● REQUIRED TASK A
Which two R packages does the code in the forum post on coding data install?

● SELECTED EXCERPT
==============================
Coding Data

jpkelley

TS Contributor
#21
I couldn't stand it any longer...I decided to play with R on this for a couple of minutes...

Code:
## install packages
install.packages("lme4"); install.packages("plyr")
library(lme4); library(plyr)

## simulate data ##
df<-data.frame(ind_id=rep(1:11, c(3,4,2,3,2,5,3,2,2,1,7)), educ=rep(sample(1:4,11,replace=T), c(3,4,2,3,2,5,3,2,2,1,7)))
df<-ddply(df, .(ind_id), transform, offense_num=seq(1,length(ind_id),1))
df$offense_grade<-df$offense_num     # assume that employees get demerits in sequence (1-7)
hist(df$offense_grade)    ## all individuals combined

## GLMM (haven't thought about this too much...might be wrong ##
mod <- lmer(offense_grade ~ educ + (1|ind_id), family=poisson (link="log"), data=df)
summary(mod)
==============================
(Rows from a dataset)
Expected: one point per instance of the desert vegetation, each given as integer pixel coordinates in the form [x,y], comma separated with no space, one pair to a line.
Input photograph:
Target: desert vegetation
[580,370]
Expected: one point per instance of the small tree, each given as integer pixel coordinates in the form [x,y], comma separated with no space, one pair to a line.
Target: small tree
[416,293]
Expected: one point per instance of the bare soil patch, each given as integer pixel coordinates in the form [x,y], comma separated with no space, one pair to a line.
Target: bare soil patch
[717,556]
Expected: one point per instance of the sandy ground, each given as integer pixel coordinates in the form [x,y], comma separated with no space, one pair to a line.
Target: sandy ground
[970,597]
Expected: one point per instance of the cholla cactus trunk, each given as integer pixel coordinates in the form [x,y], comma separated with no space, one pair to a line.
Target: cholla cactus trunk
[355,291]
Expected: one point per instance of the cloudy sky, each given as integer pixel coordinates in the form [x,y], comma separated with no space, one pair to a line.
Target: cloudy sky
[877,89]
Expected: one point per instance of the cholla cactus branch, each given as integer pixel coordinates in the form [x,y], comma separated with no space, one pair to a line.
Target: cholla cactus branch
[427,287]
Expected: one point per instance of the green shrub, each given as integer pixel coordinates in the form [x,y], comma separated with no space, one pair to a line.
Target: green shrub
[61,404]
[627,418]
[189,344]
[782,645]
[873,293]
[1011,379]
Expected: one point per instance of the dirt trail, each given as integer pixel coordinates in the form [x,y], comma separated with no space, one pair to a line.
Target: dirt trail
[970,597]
==============================
● REQUIRED TASK B
Put everything in the listing from the line containing "Expected: one point per instance of the green" down to the end of the listing into a numbered list, leaving out blank lines.

● REPLY A
lme4 and plyr

● REPLY B
1. Expected: one point per instance of the green shrub, each given as integer pixel coordinates in the form [x,y], comma separated with no space, one pair to a line.
2. Target: green shrub
3. [61,404]
4. [627,418]
5. [189,344]
6. [782,645]
7. [873,293]
8. [1011,379]
9. Expected: one point per instance of the dirt trail, each given as integer pixel coordinates in the form [x,y], comma separated with no space, one pair to a line.
10. Target: dirt trail
11. [970,597]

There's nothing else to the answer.